» **What the exercise asks**
Reproduce exactly the lines from the one containing "the caribou head" through the last line of the records below, both included, and nothing else.

» **Extracted entries**
************

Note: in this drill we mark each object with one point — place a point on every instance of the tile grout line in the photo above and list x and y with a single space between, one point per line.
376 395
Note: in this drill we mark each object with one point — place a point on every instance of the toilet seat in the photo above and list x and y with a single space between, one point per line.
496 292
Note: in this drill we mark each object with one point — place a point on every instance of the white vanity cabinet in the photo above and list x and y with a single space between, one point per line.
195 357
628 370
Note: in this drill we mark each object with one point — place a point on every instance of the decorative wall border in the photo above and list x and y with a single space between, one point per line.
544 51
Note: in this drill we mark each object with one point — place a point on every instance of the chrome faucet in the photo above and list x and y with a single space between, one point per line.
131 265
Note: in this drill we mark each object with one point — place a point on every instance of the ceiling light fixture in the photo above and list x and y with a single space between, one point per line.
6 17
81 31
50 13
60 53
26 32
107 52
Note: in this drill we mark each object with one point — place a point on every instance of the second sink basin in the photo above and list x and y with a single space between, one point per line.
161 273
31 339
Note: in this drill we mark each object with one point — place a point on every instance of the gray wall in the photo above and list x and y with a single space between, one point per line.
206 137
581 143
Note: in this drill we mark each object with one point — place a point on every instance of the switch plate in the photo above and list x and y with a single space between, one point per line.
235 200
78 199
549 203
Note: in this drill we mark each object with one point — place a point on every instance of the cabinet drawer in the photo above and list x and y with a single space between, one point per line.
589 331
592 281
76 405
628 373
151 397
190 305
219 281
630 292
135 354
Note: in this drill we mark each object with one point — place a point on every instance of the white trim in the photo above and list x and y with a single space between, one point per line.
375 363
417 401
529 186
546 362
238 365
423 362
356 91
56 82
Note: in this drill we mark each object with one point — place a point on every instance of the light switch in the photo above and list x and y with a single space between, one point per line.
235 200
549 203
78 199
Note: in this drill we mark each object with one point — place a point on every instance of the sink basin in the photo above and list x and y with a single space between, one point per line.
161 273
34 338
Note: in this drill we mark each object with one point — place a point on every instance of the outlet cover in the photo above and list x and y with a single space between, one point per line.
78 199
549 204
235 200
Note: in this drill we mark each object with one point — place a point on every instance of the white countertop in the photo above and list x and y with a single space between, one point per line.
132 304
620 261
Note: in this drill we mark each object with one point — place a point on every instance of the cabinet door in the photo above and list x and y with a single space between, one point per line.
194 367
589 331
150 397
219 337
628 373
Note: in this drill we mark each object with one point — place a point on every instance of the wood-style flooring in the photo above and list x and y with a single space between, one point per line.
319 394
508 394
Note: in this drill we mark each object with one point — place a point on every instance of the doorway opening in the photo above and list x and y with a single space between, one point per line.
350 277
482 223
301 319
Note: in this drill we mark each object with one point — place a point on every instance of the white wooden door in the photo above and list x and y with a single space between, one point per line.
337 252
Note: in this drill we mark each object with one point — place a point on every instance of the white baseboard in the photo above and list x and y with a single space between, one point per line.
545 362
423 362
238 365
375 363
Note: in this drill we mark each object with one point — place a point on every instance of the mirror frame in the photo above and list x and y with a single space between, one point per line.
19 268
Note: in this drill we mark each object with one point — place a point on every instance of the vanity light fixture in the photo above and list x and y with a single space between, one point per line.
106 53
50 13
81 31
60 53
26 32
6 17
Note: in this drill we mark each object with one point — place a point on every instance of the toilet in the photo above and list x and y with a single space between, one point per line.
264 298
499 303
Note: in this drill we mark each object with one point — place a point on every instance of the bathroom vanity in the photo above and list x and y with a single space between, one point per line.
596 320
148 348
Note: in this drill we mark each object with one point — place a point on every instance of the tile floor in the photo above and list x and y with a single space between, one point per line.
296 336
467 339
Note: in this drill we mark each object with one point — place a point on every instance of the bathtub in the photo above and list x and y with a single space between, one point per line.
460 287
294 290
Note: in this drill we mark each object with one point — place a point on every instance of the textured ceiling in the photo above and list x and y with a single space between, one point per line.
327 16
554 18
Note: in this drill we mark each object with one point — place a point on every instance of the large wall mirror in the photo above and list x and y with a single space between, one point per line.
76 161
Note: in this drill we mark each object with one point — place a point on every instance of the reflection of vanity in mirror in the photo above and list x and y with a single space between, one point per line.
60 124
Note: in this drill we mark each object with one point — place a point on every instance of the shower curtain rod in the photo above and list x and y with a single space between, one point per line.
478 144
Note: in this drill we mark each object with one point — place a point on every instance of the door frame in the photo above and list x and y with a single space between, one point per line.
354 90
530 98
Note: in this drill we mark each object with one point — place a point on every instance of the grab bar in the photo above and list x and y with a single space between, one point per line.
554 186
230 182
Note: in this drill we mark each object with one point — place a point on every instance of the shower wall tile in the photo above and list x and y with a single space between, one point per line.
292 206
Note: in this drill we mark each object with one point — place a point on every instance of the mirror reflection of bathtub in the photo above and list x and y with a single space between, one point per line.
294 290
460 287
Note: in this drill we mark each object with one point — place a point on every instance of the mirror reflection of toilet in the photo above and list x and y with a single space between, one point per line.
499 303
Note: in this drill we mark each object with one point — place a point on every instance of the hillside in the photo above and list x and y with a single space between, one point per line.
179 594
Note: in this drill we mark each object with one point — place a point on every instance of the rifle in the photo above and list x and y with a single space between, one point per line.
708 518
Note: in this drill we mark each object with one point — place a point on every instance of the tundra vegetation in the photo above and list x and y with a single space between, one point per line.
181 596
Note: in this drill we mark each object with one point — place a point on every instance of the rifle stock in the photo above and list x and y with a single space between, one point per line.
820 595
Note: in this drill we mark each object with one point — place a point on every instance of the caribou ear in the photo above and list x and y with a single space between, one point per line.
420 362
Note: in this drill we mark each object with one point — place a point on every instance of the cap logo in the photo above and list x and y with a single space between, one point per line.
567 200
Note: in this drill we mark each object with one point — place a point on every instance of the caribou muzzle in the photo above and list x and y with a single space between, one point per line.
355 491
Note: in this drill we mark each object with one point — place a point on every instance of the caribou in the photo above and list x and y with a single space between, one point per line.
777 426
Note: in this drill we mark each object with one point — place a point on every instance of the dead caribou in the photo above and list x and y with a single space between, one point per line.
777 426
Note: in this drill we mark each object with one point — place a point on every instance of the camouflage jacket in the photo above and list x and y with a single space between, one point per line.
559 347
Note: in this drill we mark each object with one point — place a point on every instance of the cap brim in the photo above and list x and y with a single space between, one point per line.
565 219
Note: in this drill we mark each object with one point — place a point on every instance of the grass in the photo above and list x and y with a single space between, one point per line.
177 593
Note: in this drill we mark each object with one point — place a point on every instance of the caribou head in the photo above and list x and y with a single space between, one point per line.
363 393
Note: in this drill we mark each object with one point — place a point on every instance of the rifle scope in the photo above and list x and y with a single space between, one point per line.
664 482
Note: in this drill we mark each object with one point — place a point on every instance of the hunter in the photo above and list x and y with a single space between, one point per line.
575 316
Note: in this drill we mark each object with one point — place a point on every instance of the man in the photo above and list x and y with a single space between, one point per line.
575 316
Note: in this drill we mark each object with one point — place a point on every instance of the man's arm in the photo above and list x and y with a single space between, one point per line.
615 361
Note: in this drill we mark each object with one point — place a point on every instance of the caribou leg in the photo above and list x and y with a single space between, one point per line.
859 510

************

» **Exercise output**
Note: in this drill we mark each object with one point — place a point on every instance of the caribou head in the photo above and list x and y with a single space between, one point per line.
363 393
Note: in this drill we mark each object with one point — place a point on every instance of the rifle scope in the photo above and list x and y with a single space between, one point per line.
664 482
Note: in this drill we mark each object with one point — place a point on every instance of the hunter in the photo above and list x and y with a single space between, one point per line.
575 316
Note: in this drill we mark each object with one point — place a point on every instance of the man in the photo above and list x and y with a single space between, one point per line.
575 316
Note: in this drill we mark each object with one point — place a point on every instance of the man's arm in the photo above and list x and y with a single space between, one point per line.
615 361
Note: in this drill we mark each object with one point — place a point on every instance of the caribou leg in the photo above and list x and y with a single space between, one point per line.
859 510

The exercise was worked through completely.